* **Task item A**
Decide whether each statement below agrees with the article on Cynthia Kadohata, answering yes or no and quoting the words of the article that settle it. (i) Kira-Kira won the Newbery Medal in 2005. (ii) Weedflower was Kadohata's first children's book. (iii) Kadohata's father worked as a chick sexer.
* **Task item B**
Resume the article on Cynthia Kadohata after its final sentence.

* **Page extract**
──────────
Japanese-American children's writer (born 1956)

Cynthia Kadohata (born July 2, 1956) is a Japanese American children's writer best known for her young adult novel Kira-Kira which won the Newbery Medal in 2005. She won the National Book Award for Young People's Literature in 2013 for The Thing About Luck.

==Biography==
Kadohata was born in Chicago, Illinois. Her first published short story appeared in The New Yorker in 1986. She received a BA in journalism from the University of Southern California in 1979. She also attended graduate programs at the University of Pittsburgh and Columbia University.

Kadohata started her writing career with short story submissions to magazines. Her first publication, titled Charlie O., was published in 1986 in The New Yorker. Later stories were published in The Pennsylvania Review, Grand Street, and Ploughshares.

Weedflower, her second children's book, was published in Spring 2006. It is about the Poston internment camp where her father was imprisoned during World War II. Her third children's novel, Cracker! The Best Dog in Vietnam about the Vietnam War from a war dog's perspective, was published in January 2007 by Atheneum Books for Young Readers.

Outside Beauty, another children's novel, was published in 2008. It is about a 13-year-old girl and her three sisters, all fathered by different men and what happens when she and her sisters are separated from each other after their mother gets into an accident.

At least two of Kadohata's books touch on the topic of chick sexing. The family of the main character in her first novel, 1989's The Floating World, and also the family of the protagonist in 2004's Kira-Kira are employed at chicken hatcheries separating male chicks from female. Kadohata's inspiration was her own personal experience. Her father was a chick sexer during her childhood.

As of January 2021, Kadohata lived in Los Angeles with her boyfriend, son, and dogs.
──────────
* **Records**
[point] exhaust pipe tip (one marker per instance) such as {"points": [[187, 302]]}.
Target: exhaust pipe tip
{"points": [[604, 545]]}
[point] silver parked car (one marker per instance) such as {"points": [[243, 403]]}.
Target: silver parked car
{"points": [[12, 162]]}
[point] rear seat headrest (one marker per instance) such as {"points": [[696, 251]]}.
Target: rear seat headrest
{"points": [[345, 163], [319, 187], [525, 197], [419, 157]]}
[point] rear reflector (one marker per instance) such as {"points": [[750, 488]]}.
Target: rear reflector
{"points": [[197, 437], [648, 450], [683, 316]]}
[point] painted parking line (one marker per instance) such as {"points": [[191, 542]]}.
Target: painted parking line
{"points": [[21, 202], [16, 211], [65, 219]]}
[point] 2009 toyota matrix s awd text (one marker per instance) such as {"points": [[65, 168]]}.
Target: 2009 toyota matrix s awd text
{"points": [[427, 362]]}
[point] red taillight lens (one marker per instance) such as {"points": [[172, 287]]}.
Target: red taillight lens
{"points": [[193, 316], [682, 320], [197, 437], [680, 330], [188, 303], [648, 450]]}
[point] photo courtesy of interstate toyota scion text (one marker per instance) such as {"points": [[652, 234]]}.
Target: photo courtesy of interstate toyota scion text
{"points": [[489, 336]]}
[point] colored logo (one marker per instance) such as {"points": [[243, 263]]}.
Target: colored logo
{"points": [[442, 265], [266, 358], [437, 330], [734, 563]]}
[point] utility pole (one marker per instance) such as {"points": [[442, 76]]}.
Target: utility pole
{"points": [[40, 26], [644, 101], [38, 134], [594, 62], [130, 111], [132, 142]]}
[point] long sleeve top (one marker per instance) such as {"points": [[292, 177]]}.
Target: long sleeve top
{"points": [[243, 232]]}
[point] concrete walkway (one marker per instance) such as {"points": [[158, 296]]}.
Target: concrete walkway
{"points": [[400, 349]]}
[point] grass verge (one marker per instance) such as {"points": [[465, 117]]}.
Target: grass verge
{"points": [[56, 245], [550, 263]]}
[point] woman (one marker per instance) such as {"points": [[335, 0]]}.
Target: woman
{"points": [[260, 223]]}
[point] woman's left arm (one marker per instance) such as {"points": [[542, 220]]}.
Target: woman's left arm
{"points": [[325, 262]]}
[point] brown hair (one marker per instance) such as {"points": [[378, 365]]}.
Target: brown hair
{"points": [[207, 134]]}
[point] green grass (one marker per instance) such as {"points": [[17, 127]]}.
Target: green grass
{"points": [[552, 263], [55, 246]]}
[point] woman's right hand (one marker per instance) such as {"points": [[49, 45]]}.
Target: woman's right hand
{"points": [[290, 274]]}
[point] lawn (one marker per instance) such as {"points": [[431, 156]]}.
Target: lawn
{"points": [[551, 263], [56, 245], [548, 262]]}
──────────
* **Answer section A**
(i) Yes: "best known for her young adult novel Kira-Kira which won the Newbery Medal in 2005"
(ii) No: "Weedflower, her second children's book, was published in Spring 2006"
(iii) Yes: "Her father was a chick sexer during her childhood."

* **Answer section B**
==Novels==
- The Floating World (Viking, 1989)
- In the Heart of the Valley of Love (Viking, 1992)
- The Glass Mountains (Clarkston, GA, White Wolf Pub, 1995), illus. Terese Nielson and Larry S. Friedman
- Kira-Kira (Atheneum, 2004)
 Newbery Medal
 Asian/Pacific American Award for Literature - Youth Literature
- Weedflower (Atheneum, 2006)
 PEN USA Award
- Cracker! The Best Dog in Vietnam (Atheneum, 2007)
 California Young Reader Medal, 2011
 North Carolina Children's Book Award, Ohio Buckeye Children's Book Award, Nebraska Golden Sower, Kansas William Allen White Children's Book Award, South Carolina Junior Book Award
- Outside Beauty (Atheneum, 2008)
- A Million Shades of Gray (Atheneum, 2010)
- The Thing About Luck (Atheneum, 2013), illustrated by Julia Kuo
 National Book Award for Young People's Literature
 Asian/Pacific American Award for Literature - Youth Literature
- Half a World Away (Atheneum, 2014)
- Checked (Atheneum, 2018)
- A Place to Belong (Atheneum, 2019)
- Vape (Caitlyn Dlouhy, 2023)

==Short stories==
- Charlie O., (The New Yorker, October 12, 1986)
- Seven Moons, (Grand Street vol 7 no 4, 1988)
- Breece D'J Pancake, (Mississippi Review vol 18 no 1, 1989)
- Gray Girl, (Ploughshares 25, December 1, 1999)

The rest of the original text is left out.